Start of Task data

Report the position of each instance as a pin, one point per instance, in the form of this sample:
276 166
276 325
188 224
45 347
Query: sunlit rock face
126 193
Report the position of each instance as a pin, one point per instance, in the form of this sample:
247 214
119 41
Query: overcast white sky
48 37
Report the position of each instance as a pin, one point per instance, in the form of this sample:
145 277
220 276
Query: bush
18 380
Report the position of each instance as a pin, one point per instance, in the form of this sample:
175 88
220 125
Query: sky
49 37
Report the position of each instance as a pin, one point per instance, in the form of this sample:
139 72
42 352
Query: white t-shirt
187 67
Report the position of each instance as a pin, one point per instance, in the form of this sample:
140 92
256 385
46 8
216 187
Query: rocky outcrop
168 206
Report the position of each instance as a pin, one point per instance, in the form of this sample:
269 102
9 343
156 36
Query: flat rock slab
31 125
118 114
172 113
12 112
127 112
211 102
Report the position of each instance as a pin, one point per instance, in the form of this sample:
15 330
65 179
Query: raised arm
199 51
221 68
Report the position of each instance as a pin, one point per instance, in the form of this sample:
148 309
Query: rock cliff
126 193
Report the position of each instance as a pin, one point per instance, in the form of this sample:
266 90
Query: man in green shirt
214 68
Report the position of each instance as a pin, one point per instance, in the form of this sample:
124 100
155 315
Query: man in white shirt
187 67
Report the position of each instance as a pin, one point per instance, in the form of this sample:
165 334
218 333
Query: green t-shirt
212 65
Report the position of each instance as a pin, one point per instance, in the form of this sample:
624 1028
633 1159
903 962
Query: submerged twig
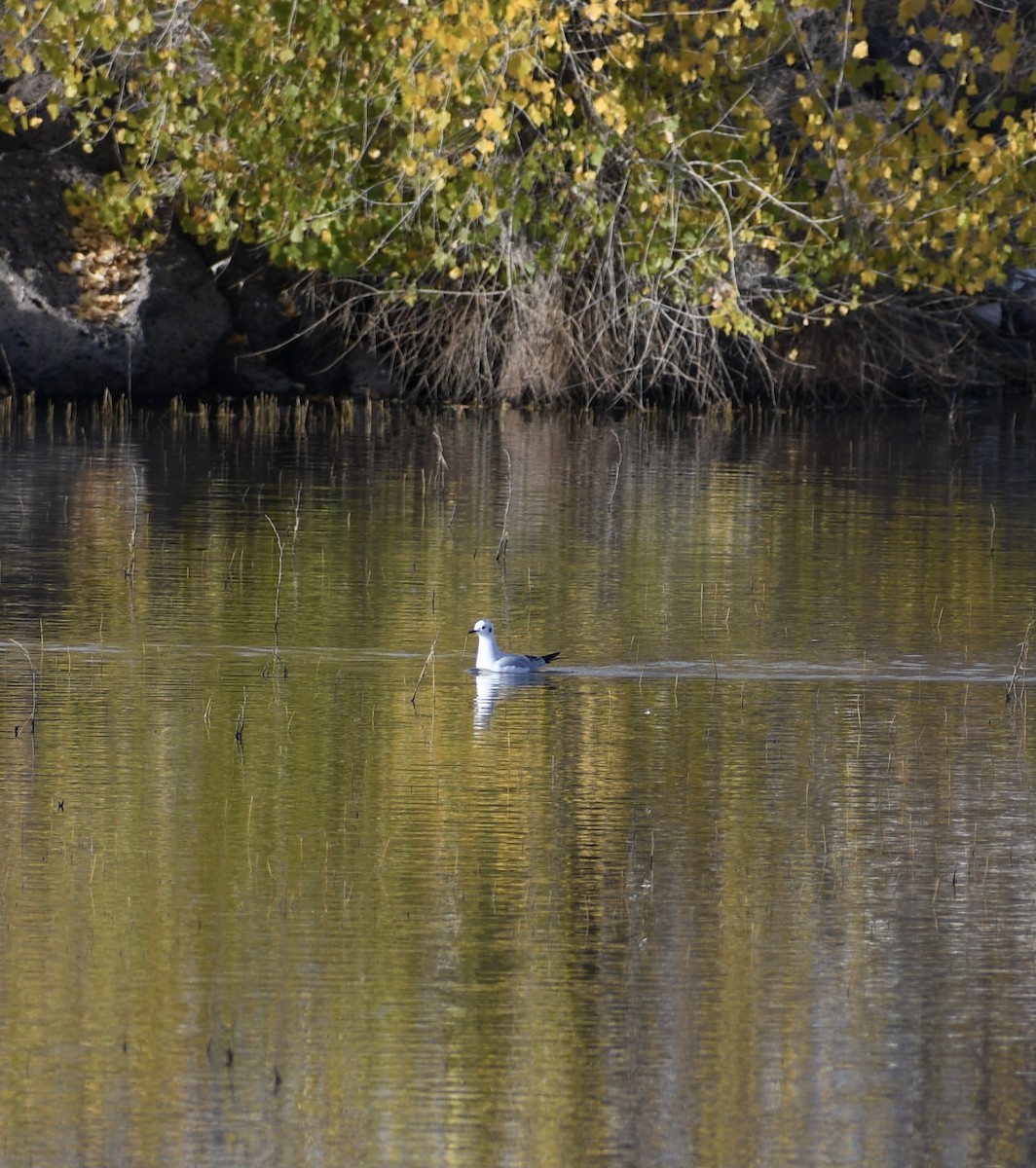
442 465
1017 686
294 530
427 661
130 564
277 594
501 548
239 733
31 718
618 467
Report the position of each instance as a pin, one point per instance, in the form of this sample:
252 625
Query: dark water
748 879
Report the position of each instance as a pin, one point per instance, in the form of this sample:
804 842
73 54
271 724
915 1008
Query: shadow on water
745 877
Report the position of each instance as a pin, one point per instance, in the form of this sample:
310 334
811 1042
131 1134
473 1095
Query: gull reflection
493 687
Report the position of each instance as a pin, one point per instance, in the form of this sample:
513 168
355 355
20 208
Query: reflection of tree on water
493 687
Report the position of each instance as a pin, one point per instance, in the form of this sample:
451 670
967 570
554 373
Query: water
748 877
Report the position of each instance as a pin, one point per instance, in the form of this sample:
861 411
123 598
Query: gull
492 659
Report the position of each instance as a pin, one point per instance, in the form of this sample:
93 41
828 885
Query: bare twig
427 661
130 564
501 548
31 718
279 579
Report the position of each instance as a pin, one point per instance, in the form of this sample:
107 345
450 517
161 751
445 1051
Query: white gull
495 660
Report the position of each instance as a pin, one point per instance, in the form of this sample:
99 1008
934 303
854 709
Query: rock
157 330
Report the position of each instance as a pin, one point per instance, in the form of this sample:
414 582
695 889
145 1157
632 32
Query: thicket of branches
590 199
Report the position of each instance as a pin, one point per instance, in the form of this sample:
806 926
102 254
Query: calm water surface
748 879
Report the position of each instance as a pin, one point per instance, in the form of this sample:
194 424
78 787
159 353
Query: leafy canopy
753 163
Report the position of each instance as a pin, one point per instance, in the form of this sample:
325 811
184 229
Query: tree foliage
747 164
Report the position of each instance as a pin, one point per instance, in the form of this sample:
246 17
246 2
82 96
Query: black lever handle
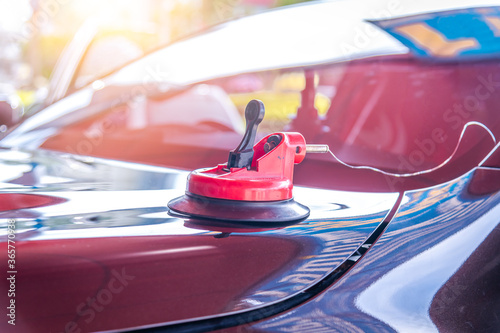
242 156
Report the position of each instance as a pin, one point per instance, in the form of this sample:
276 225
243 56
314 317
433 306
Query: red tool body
255 185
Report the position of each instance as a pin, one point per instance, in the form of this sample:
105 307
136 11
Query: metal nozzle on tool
317 149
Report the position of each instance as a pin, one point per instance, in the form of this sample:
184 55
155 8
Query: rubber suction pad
194 206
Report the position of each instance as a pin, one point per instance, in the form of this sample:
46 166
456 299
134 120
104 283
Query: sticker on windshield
450 35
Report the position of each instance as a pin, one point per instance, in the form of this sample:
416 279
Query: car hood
97 249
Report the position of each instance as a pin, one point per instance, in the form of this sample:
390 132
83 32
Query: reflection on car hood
83 222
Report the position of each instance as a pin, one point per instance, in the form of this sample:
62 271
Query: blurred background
34 34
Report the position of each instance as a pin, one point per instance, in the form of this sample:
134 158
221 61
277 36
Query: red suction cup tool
255 185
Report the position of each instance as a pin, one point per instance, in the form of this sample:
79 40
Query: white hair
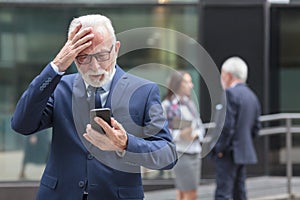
237 67
98 22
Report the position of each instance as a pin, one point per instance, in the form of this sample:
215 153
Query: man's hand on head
78 40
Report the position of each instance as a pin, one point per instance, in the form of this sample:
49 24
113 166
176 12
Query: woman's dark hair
174 83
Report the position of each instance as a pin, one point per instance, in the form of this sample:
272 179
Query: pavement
258 188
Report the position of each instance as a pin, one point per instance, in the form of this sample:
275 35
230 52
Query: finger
83 40
81 34
76 29
116 124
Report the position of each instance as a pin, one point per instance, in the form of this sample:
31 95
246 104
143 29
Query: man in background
235 147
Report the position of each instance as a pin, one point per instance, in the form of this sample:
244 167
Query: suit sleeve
156 151
257 124
34 109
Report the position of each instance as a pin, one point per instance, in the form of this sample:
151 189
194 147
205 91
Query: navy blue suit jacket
74 165
241 125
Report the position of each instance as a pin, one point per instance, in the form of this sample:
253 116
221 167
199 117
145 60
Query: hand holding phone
103 113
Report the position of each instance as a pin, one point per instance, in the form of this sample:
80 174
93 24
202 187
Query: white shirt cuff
55 68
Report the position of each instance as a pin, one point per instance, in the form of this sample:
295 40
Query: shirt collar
106 86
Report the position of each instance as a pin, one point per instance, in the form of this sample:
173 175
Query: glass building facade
32 32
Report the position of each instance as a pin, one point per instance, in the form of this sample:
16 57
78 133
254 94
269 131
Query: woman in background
187 130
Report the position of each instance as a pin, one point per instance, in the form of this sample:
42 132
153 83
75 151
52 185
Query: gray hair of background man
237 67
96 21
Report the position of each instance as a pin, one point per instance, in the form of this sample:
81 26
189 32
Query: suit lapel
80 107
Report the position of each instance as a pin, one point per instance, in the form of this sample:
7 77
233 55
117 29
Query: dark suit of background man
83 163
235 146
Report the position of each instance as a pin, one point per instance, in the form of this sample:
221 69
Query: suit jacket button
90 156
81 184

End of Task data

[About this exercise] Excluding every picture, write out each record word for word.

[Solution to the problem]
Report the position of each instance as a pin, one point per instance, in the form of this sample:
276 166
276 325
188 224
45 347
Query: sunlit rock face
126 193
Report the position of each instance as a pin, one point per instance, in the form of this sample:
247 214
119 41
Query: overcast white sky
48 37
Report the position of each instance as a pin, one point per instance, in the form of this sample:
145 277
220 276
Query: bush
18 380
Report the position of each instance as a pin, one point per instance, in the form of this sample:
175 88
220 125
Query: sky
49 37
Report the position of each instance as a pin, one point per instance, in the form of this sample:
139 72
42 352
Query: white t-shirt
187 67
Report the position of each instance as a pin, one point per instance, in the form of this sample:
140 92
256 385
46 8
216 187
Query: rocky outcrop
168 206
Report the position of each instance as a pin, one point per instance, in the form of this sample:
269 102
9 343
156 36
Query: flat rock slab
31 125
118 114
172 113
12 112
127 112
211 102
Report the position of each instance as a pin, one point per instance, in the form of this sample:
15 330
65 179
Query: raised arm
199 51
221 68
Report the position of each instance as a pin, one point per instance, in the form of this sample:
148 309
Query: rock cliff
126 193
Report the position of each instance as a pin, one point per instance, in the form of this sample:
266 90
Query: man in green shirt
214 68
Report the position of each instance as a pin, one point per instance, in the form of this sample:
124 100
155 315
Query: man in white shirt
187 67
Report the position of each instance as a pin, one point per instance, in the form of this sample:
165 334
218 333
Query: green t-shirt
212 65
Report the position of each instance as a pin, one point per instance, in the form of this sample:
624 1028
633 1159
903 962
Query: submerged twig
442 465
1017 686
294 530
427 661
130 564
277 594
501 548
239 733
31 718
618 467
Report the position of each instance as a pin, one point per instance, in the form of this sample:
252 625
Query: dark water
748 879
Report the position of each instance as a pin, one point per instance, in the form of this sample:
804 842
73 54
271 724
915 1008
Query: shadow on water
745 877
Report the position of each instance as a pin, one point per instance, in the form of this sample:
310 334
811 1042
131 1134
473 1095
Query: gull reflection
493 687
Report the position of each instance as a pin, one point per instance, in the form of this sample:
513 168
355 355
20 208
Query: reflection of tree on water
493 687
Report the position of each instance as a pin, one point per instance, in the form of this sample:
451 670
967 570
554 373
Query: water
748 877
Report the position of each instance as a pin, one point per instance, in the form of this sample:
861 411
123 598
Query: gull
492 659
Report the position of each instance as a pin, one point per instance, in the form of this sample:
93 41
828 885
Query: bare twig
427 661
130 564
501 548
31 718
279 579
Report the position of each instance as a pin, one point per instance, in the form of this sample:
107 345
450 517
161 751
445 1051
Query: white gull
495 660
Report the position of each instance as a pin, one point per instance, in the form of this sample:
99 1008
934 303
854 709
Query: rock
157 330
Report the position of each instance as a pin, one point per instance, in the form of this sample:
414 582
695 889
145 1157
632 32
Query: thicket of branches
590 199
Report the position of each instance as a pin, one point per instance, in the form of this sample:
806 926
102 254
Query: calm water surface
748 879
Report the position of each instance as a pin, one point per instance, in the form of this sample:
194 424
78 787
159 353
Query: leafy canopy
753 163
Report the position of each instance as a pin, one point per instance, in the form of this sample:
325 811
184 229
Query: tree foliage
747 164
Report the position of each instance as a pin, one point per instance, in the form of this sample:
246 17
246 2
82 96
Query: black lever handle
242 156
Report the position of each instance as a pin, one point per instance, in the form of this sample:
276 225
243 56
314 317
433 306
Query: red tool body
255 185
Report the position of each instance as a pin, one point per instance, in the form of this sample:
105 307
136 11
Query: metal nozzle on tool
317 149
Report the position of each instance as a pin, one point per instance, in the form of this sample:
184 55
155 8
Query: rubber suction pad
194 206
Report the position of each instance as a pin, one point per instance, in the form of this sample:
46 166
456 299
134 120
104 283
Query: sticker on windshield
450 35
Report the position of each instance as a pin, one point per instance, in the form of this sample:
416 279
Query: car hood
97 249
Report the position of each instance as a pin, one point per instance, in the form of this sample:
390 132
83 32
Query: reflection on car hood
83 222
Report the position of each instance as a pin, one point per instance, in the form of this sample:
62 271
Query: blurred background
34 34
Report the position of each instance as a pin, one point per instance, in the form of this sample:
134 158
221 61
277 36
Query: red suction cup tool
255 185
Report the position of each instance as a pin, one point per instance, in the form of this sample:
79 40
Query: white hair
237 67
98 22
Report the position of each instance as a pin, one point per instance, in the form of this sample:
215 153
Query: man's hand on head
78 40
Report the position of each instance as a pin, one point per instance, in the form of this sample:
49 24
113 166
176 12
Query: woman's dark hair
174 83
Report the position of each instance as a pin, one point per instance, in the form of this sample:
272 179
Query: pavement
258 188
Report the position of each instance as a pin, one point per instance, in the form of this sample:
275 35
230 52
Query: finger
83 40
81 34
76 29
116 124
Report the position of each instance as a pin, one point per instance, in the form of this sample:
31 95
246 104
143 29
Query: man in background
235 147
Report the position of each instance as a pin, one point per instance, in the form of this sample:
244 167
Query: suit sleeve
156 151
257 124
34 109
Report the position of each instance as a pin, one point per instance, in the form of this sample:
151 189
194 147
205 91
Query: navy blue suit jacket
74 165
241 125
Report the position of each instance as a pin, one point per instance, in the form of this sample:
253 116
221 167
199 117
145 60
Query: hand holding phone
103 113
Report the position of each instance as a pin, one point per instance, in the form of this sample:
80 174
93 24
202 187
Query: white shirt cuff
55 68
Report the position of each instance as a pin, one point per instance, in the form of this sample:
295 40
Query: shirt collar
106 86
Report the position of each instance as a pin, one point per instance, in the form of this sample:
173 175
Query: glass building facade
32 32
Report the position of each instance as a pin, one point per instance, in the form of this sample:
16 57
78 133
254 94
269 131
Query: woman in background
187 130
Report the position of each instance as a pin, one point per instance, in the form of this sample:
42 132
153 83
75 151
52 185
Query: gray hair of background man
237 67
96 21
Report the position of each instance as a pin, one point per instance, in the form of this sample:
81 26
189 32
Query: suit lapel
80 107
Report the position of each instance as a pin, one point per instance, in the form of this sample:
7 77
233 55
117 29
Query: dark suit of background man
83 163
235 146
Report the position of each instance as a pin, one point per instance, in the form of this sample:
221 69
Query: suit jacket button
90 156
81 184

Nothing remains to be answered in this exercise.